**CONSIGNE**
Reproduisez fidèlement le passage du texte sur la messe de minuit qui s'ouvre sur les mots contenant « Ça se produit » et se ferme sur « à nous tous. ».

Ça se produit à toutes les messes de minuit, de Rouyn à Caraquet, tous les curés de toutes les paroisses sont incapables de s'en empêcher. À un certain moment, durant l'homélie, le doigt dans les airs, l'oeil réprobateur, ils vont envoyer une petite flèche à tous les touristes qui, spontanément le 24, remplissent leur église. À tous ces infidèles qui, soudainement à Noël, se sentent pieux. À toutes ces brebis égarées qui reviennent, comme si de rien n'était, brouter le saint pâturage. Bref, à nous tous.

Certains le font avec un humour de bedeau:

- Vous savez, la foi, ce n'est pas comme le rapport d'impôt, on ne fait pas ça qu'une fois par année!

D'autres nous font nous sentir coupables:

- Regardez le p'tit Jésus dans sa crèche, pur et vulnérable, vous êtes là pour assister à sa naissance, mais où êtes-vous les autres jours de l'année? Que faites-vous avec le p'tit Jésus? Vous l'envoyez à la garderie à deux jours! Vous vous en débarrassez! Avec si peu d'attention, ne soyez pas étonnés, après ça, si le p'tit Jésus vire mal, et qu'il fait des tremblements de terre et des tsunamis!

**DONNÉES FOURNIES**
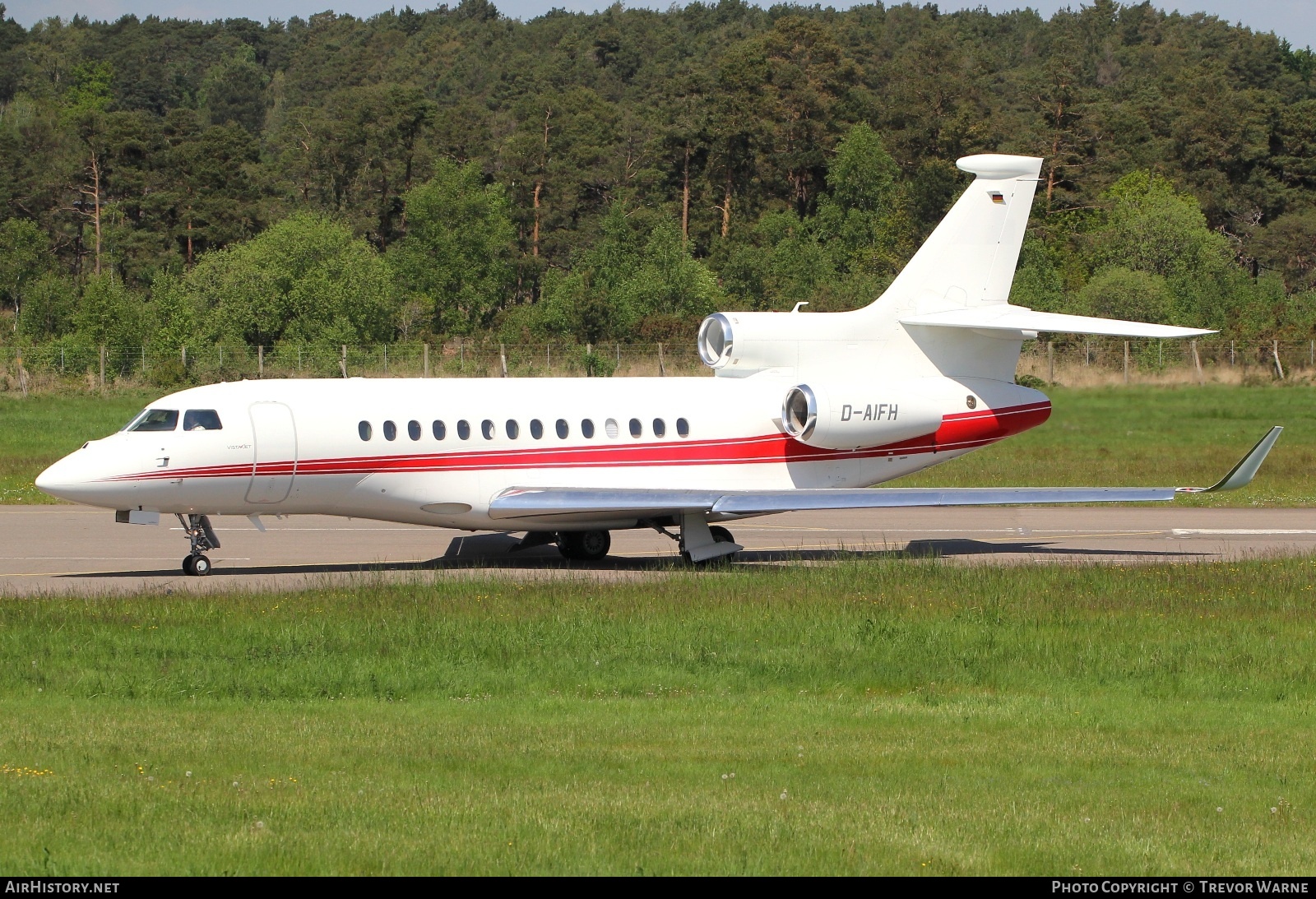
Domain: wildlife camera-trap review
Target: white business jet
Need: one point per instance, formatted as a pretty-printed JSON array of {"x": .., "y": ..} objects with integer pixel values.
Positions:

**CORRIGÉ**
Ça se produit à toutes les messes de minuit, de Rouyn à Caraquet, tous les curés de toutes les paroisses sont incapables de s'en empêcher. À un certain moment, durant l'homélie, le doigt dans les airs, l'oeil réprobateur, ils vont envoyer une petite flèche à tous les touristes qui, spontanément le 24, remplissent leur église. À tous ces infidèles qui, soudainement à Noël, se sentent pieux. À toutes ces brebis égarées qui reviennent, comme si de rien n'était, brouter le saint pâturage. Bref, à nous tous.